* [Data for this task]
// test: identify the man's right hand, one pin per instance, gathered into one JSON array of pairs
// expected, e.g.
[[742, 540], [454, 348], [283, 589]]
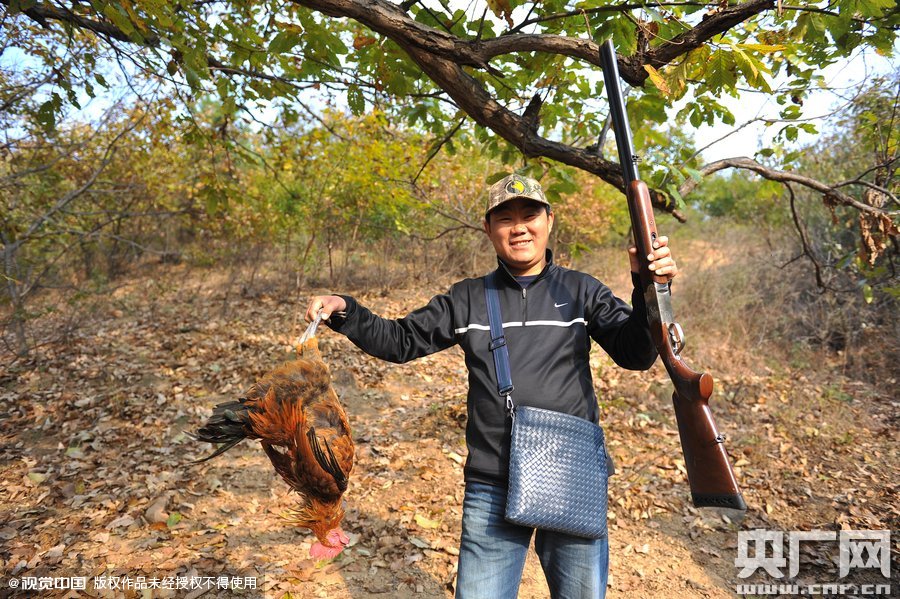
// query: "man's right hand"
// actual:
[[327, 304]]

==

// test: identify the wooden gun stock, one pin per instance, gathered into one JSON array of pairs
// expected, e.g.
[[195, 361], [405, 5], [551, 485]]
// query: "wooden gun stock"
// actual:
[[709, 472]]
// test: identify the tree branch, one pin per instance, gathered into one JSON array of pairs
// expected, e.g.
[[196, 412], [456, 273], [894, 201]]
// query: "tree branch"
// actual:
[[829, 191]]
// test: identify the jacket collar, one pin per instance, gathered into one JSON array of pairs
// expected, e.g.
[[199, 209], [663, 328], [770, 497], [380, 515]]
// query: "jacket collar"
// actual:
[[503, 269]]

* [Problem details] Report every line of the material above that contains the word "wooden", reproducing each such line in full.

* [Reply to the task]
// test: identify the wooden gun stock, one pin per instance, gathered into one JSON array of pairs
// query: "wooden gun stock"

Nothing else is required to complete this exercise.